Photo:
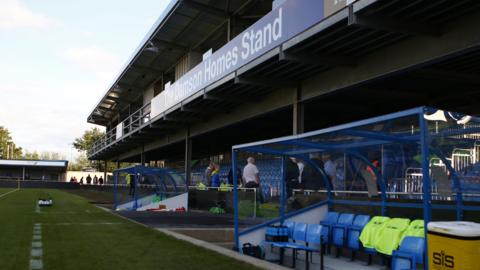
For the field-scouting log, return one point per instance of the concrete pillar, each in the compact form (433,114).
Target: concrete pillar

--------------------------------------------------

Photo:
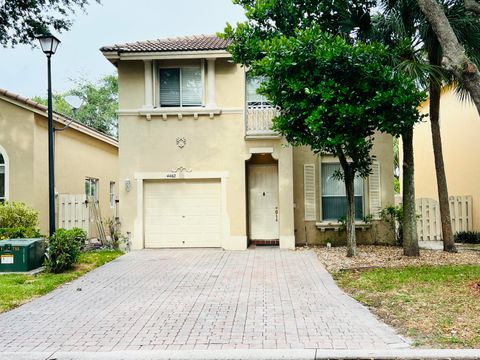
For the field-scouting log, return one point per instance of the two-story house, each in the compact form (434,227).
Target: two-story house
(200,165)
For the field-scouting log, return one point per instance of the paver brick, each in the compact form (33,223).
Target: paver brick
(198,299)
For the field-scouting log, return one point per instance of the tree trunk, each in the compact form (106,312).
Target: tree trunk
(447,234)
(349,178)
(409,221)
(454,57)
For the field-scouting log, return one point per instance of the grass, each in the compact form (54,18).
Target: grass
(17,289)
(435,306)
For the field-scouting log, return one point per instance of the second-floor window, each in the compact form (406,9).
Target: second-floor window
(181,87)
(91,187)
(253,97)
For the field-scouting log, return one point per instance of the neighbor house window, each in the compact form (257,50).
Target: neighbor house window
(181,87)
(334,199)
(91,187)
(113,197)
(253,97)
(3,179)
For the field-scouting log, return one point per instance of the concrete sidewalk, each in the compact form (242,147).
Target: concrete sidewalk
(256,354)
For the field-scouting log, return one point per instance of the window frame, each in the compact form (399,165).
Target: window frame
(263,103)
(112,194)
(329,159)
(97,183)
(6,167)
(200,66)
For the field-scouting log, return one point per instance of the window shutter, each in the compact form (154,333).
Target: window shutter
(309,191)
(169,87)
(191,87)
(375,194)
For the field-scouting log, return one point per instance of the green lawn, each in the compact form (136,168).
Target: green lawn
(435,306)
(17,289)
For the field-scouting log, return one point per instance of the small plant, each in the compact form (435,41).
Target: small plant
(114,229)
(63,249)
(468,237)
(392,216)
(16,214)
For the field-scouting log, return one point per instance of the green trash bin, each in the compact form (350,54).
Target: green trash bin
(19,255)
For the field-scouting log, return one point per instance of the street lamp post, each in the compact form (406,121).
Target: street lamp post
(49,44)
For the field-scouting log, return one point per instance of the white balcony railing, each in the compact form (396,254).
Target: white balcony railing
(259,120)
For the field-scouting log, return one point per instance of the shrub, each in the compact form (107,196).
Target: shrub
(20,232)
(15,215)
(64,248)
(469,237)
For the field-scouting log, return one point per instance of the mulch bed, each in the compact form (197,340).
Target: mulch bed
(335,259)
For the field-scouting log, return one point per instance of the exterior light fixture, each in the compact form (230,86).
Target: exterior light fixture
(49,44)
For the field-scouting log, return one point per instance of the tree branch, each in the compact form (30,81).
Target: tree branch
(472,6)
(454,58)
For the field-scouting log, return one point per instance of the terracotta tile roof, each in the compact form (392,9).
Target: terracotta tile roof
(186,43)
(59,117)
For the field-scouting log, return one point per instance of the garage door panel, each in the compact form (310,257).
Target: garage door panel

--------------------------------------------------

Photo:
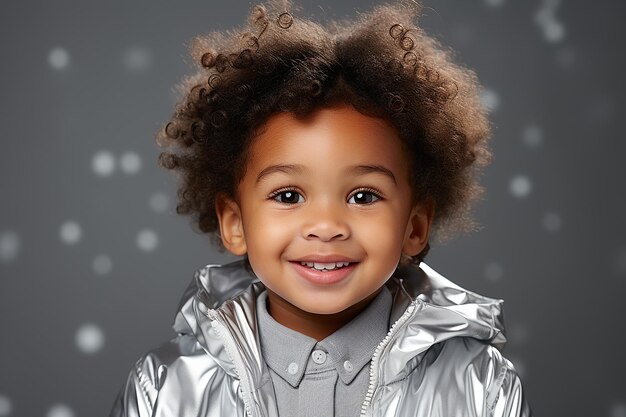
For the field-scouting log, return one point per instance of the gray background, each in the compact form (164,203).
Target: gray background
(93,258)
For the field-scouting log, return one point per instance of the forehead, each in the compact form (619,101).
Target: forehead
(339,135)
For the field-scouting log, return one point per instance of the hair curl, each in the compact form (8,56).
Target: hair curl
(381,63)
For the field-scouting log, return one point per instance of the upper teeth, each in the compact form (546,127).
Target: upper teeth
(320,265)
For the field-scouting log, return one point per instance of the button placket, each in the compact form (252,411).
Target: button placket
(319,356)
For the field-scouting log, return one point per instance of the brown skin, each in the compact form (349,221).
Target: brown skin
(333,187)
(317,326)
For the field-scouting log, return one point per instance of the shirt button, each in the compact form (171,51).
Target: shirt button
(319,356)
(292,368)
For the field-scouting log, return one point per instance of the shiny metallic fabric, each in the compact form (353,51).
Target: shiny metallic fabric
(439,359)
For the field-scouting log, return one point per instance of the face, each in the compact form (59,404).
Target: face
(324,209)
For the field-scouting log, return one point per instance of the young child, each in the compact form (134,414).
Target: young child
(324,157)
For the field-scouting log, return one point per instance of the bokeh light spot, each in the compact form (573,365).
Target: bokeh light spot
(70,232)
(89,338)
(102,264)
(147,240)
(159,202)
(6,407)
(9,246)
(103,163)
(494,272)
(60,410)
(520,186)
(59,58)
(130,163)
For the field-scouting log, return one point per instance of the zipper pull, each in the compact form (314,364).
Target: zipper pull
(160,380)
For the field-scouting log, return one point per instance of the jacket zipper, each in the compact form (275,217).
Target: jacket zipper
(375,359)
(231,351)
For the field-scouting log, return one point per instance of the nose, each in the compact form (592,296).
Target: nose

--------------------------------------------------

*Aim*
Could you reproduce the records from the line containing "compact form (230,86)." through the line containing "Target: garage door panel", both included and with their requests intact, scaling every point coordinate in the answers by 2.45 and rounding each to a whole number, with halves going up? Keep the sample coordinates inside the requests unchanged.

*Written solution*
For the field-scouting log, return one point per instance of the exterior light fixture, each in the compact form (230,86).
Target: exterior light fixture
(120,108)
For the field-scouting log, return one point per instance of the tree branch, each in the compact form (30,81).
Target: tree branch
(1156,15)
(1112,142)
For the field-scouting log, return one point per instance of the terracotta tile roof, each in the compact form (392,9).
Target: terracotta tile roof
(456,105)
(145,287)
For the field-scouting log, return one point per instance of the garage door panel, each in the compact form (310,257).
Target: garage door panel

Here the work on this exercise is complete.